▶ _Written problem_:
Recast the material from the line with "locate the window." up to and including the line with "138,84 -> 143,90" as a JSON list of strings, one string per line. Leave out any blank lines.

** START OF Data for this task **

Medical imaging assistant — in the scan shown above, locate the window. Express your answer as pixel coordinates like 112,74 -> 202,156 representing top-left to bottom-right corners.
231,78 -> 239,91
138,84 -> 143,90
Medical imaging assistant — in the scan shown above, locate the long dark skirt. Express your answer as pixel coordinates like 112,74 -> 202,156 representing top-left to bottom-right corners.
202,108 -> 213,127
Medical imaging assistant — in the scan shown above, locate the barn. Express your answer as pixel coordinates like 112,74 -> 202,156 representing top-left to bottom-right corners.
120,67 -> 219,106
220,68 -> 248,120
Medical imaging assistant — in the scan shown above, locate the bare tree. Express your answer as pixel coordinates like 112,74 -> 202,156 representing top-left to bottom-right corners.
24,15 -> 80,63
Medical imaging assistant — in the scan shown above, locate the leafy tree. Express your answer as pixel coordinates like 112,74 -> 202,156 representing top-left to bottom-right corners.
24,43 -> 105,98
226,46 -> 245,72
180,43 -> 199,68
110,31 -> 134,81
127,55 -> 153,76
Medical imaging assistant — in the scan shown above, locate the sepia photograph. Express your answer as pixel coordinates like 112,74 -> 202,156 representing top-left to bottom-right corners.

** END OF Data for this task **
** START OF Data for this task **

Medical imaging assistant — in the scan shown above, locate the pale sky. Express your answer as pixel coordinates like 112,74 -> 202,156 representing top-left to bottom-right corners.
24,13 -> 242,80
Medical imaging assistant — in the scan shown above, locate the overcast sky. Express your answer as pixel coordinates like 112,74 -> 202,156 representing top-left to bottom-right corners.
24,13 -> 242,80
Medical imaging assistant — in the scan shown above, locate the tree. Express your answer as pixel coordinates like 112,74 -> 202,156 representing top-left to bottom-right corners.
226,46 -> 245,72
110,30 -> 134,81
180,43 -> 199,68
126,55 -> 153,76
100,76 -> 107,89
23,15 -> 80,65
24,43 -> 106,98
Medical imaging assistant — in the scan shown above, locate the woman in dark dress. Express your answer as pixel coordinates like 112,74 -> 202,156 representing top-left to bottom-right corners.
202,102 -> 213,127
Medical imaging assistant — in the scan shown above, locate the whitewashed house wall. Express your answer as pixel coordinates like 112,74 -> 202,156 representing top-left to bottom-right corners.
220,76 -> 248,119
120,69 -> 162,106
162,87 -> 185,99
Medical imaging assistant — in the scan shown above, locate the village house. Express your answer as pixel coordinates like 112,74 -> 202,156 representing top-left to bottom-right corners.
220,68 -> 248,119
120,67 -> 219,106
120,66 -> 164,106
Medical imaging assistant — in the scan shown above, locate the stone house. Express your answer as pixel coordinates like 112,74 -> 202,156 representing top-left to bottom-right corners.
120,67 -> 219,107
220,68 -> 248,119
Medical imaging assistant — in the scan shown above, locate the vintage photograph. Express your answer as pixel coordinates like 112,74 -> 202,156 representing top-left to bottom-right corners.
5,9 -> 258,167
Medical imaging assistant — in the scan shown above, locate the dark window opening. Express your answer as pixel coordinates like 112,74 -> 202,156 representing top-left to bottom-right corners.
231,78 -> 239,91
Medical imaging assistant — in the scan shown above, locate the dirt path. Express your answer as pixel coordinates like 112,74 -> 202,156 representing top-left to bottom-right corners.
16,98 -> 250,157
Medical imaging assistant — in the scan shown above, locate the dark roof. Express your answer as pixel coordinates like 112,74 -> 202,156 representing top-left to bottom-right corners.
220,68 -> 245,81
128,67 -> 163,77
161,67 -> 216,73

** END OF Data for this task **

▶ _The output_:
[
  "Medical imaging assistant — in the scan shown above, locate the window. Express your answer as pixel coordinates like 112,74 -> 202,156 representing top-left to bottom-right corners.",
  "231,78 -> 239,91",
  "138,84 -> 143,90"
]